**Challenge 1:** Say whether each statement agrees with the Front Row Center text below. Answer yes or no for each, and quote the deciding words of the text. (a) The DuMont version was sponsored by Whelan Drug Company. (b) The DuMont version first aired on Sundays. (c) The program used a single-camera setup.
**Challenge 2:** Return the part of the Front Row Center text between "Original release" and "ET on Sundays.", inclusive, copied word for word.

**Text:**
▬▬▬▬▬▬
- Genre: Variety
- Directed by: Milt Douglas Fletcher Markle
- Country of origin: United States
- Original language: English

Production
- Producer: Fletcher Markle
- Camera setup: Multi-camera
- Running time: 30 minutes (March 1949–June 1949) 60 minutes (June 1949–April 1950)

Original release
- Network: DuMont Television Network
- Release: March 25, 1949 – April 2, 1950

= Front Row Center =

Front Row Center is the title of two American television programs with different formats that were broadcast on different networks.

== DuMont version ==
Front Row Center, an American variety show, aired on the DuMont Television Network from March 25, 1949, to April 2, 1950, The program was a renamed version of Hotel Broadway, with Whelan Drug Company continuing as sponsor, but with a new slot on DuMont's schedule. It initially was on from 9 to 9:30 p.m. Eastern Time on Fridays. In June 1949 it moved to 8-9 p.m. ET on Fridays, and in October 1949 it moved to 7-8 p.m. ET on Sundays.
▬▬▬▬▬▬
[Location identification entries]
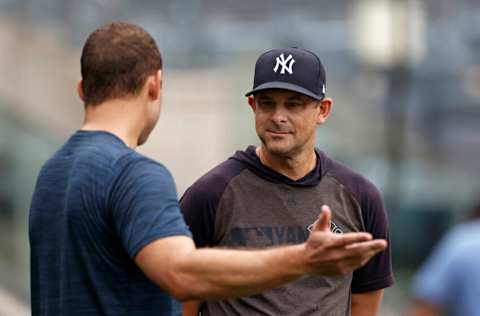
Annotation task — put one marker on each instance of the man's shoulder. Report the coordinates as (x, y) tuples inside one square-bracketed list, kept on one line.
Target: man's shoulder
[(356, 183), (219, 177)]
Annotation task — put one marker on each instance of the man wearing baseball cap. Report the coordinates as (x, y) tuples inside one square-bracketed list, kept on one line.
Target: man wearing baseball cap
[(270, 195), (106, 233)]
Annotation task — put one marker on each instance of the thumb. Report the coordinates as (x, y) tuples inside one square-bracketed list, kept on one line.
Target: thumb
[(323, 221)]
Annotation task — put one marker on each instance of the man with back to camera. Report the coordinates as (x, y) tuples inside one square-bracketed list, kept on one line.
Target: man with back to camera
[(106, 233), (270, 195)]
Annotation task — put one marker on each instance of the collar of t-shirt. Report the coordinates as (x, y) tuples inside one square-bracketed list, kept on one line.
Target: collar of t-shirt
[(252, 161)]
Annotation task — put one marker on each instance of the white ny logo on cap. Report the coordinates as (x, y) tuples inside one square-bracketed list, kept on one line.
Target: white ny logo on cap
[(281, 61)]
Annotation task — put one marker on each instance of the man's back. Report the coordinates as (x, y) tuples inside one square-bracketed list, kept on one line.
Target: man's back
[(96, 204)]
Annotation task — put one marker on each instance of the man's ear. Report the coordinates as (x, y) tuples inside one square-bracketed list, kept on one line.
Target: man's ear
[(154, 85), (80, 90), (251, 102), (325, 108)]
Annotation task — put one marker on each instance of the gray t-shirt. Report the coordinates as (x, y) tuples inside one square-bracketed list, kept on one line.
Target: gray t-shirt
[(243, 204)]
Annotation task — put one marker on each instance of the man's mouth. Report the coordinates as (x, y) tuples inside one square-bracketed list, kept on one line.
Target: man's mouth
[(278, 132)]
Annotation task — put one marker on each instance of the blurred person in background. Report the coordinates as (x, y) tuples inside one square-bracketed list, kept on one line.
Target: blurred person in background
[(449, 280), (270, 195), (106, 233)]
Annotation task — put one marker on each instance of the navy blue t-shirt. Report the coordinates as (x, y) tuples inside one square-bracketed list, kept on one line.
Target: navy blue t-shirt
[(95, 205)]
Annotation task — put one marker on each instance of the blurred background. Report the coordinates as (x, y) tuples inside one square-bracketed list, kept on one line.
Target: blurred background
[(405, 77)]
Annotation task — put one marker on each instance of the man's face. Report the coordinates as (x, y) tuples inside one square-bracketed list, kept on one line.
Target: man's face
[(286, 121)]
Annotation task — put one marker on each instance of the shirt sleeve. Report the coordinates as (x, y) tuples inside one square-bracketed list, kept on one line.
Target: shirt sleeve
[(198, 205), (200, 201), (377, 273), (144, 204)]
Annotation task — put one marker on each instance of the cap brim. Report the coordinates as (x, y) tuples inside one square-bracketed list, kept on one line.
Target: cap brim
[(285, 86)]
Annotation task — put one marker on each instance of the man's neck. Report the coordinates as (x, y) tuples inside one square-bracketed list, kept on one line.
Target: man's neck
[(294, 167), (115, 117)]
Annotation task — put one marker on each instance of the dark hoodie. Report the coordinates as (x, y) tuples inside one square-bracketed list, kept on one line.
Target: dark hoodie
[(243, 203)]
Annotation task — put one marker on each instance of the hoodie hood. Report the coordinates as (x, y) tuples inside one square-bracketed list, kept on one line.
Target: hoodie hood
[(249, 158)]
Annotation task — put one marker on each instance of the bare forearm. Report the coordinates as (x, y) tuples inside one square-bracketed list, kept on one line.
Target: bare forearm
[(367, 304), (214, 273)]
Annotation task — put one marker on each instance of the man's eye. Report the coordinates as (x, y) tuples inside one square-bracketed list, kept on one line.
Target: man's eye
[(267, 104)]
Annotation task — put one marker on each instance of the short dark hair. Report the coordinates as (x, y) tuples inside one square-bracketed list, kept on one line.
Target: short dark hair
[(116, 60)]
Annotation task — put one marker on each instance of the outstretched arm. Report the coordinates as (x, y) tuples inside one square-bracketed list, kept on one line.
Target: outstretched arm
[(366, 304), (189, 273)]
▬▬▬▬▬▬
**Expected answer 1:**
(a) Yes: "with Whelan Drug Company continuing as sponsor"
(b) No: "It initially was on from 9 to 9:30 p.m. Eastern Time on Fridays."
(c) No: "Camera setup: Multi-camera"

**Expected answer 2:**
Original release
- Network: DuMont Television Network
- Release: March 25, 1949 – April 2, 1950

= Front Row Center =

Front Row Center is the title of two American television programs with different formats that were broadcast on different networks.

== DuMont version ==
Front Row Center, an American variety show, aired on the DuMont Television Network from March 25, 1949, to April 2, 1950, The program was a renamed version of Hotel Broadway, with Whelan Drug Company continuing as sponsor, but with a new slot on DuMont's schedule. It initially was on from 9 to 9:30 p.m. Eastern Time on Fridays. In June 1949 it moved to 8-9 p.m. ET on Fridays, and in October 1949 it moved to 7-8 p.m. ET on Sundays.